■ Vorgelegter Text ■

Solche Alternativköder haben ja auch immer (den einen oder anderen) Fisch gefangen, kamen aber (bisher) nie an die Fängigkeit der &quot;normalen&quot; Naturköder ran. 
Was mich eben auch sehr stutzig macht, sind die Werbeaussagen &quot;zu 80% Naturköder&quot;. Bleibt ein Rest von 20%, bei dem man nicht weiß was es ist. Man weiß ja nicht einmal was diese 80% Naturköder sind. 
Ich bin einfach dagegen, alles Neue gedankenlos einzusetzen (wobei ich dies niemand unterstelle!).
Ich wüßte als Anlger aber schon gerne, ob diese 80% Naturköder dann aus Fängen von Gammelkuttern stammen, die das Meer leerfischen und den Fischen die wir fangen wollen die Futtergrundlage entziehen.
Und bevor der Anbieter / Hersteller dieser Produkte das nicht zufriedenstellend klären kann, sind mir Wattis, Ringler, Muscheln, Garnelen oder Fetzen einfach lieber.
Denn was nützt der tollste neue Köder, wenn zu dessen Herstellung die Grundlagen des Meeresangelns vernichtet werden??


----------



## Mohrchen (8. Oktober 2002)

Hallo Leute,
was mich ja am Meisten interessieren würde ist, wie lange das Zeug haltbar ist, wenn das Glas erst mal geöffnet ist?
Nicht das es so ist wie bei den Lachseiern, die nach einem Monat schon sauer sind!  :v 
Gruß aus Sachsen-Anhalt
Mohrchen


----------



## Angelheini (8. Oktober 2002)

Ich habe mich auch nicht darüber lustig gemacht,
denn ich werde es testen, bevor ich ein endgültiges Urteil
darüber abgeben werde.
Die Frage mit der Befestigung am Haken für das Brandungsangeln war durchaus ernst gemeint.

Gruß Angelheini


----------



## Andreas Michael (8. Oktober 2002)

■ Datenblock ■
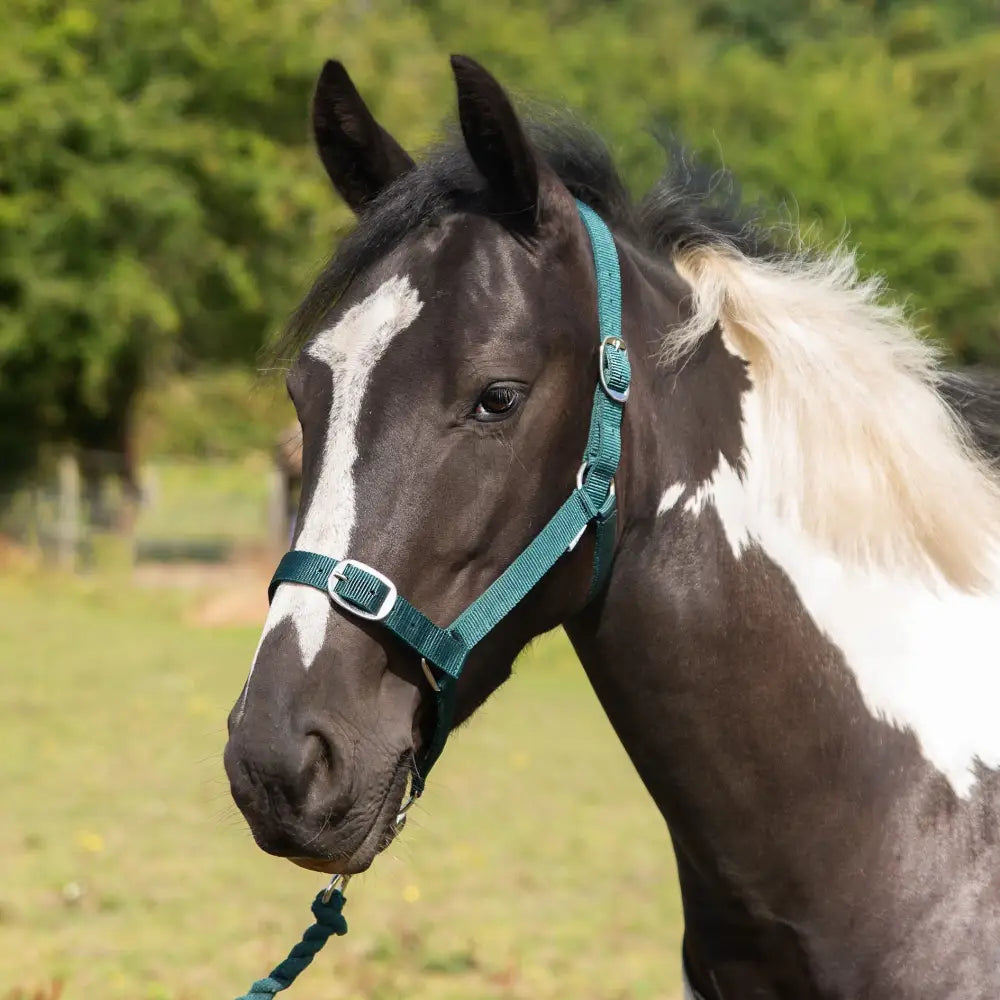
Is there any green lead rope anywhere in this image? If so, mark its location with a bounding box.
[236,889,347,1000]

■ Aufgaben ■
• 1. Was würde Mohrchen laut dem Forenauszug über Köder am meisten interessieren?
• 2. Gib aus dem Forenauszug über Köder Wort für Wort wieder: Beginne bei den Worten "Was mich eben" und höre nach "die Futtergrundlage entziehen." auf.

■ Lösungen der Reihe ■
• 1. Wie lange das Zeug haltbar ist, wenn das Glas erst einmal geöffnet ist.

• 2.
Was mich eben auch sehr stutzig macht, sind die Werbeaussagen &quot;zu 80% Naturköder&quot;. Bleibt ein Rest von 20%, bei dem man nicht weiß was es ist. Man weiß ja nicht einmal was diese 80% Naturköder sind. 
Ich bin einfach dagegen, alles Neue gedankenlos einzusetzen (wobei ich dies niemand unterstelle!).
Ich wüßte als Anlger aber schon gerne, ob diese 80% Naturköder dann aus Fängen von Gammelkuttern stammen, die das Meer leerfischen und den Fischen die wir fangen wollen die Futtergrundlage entziehen.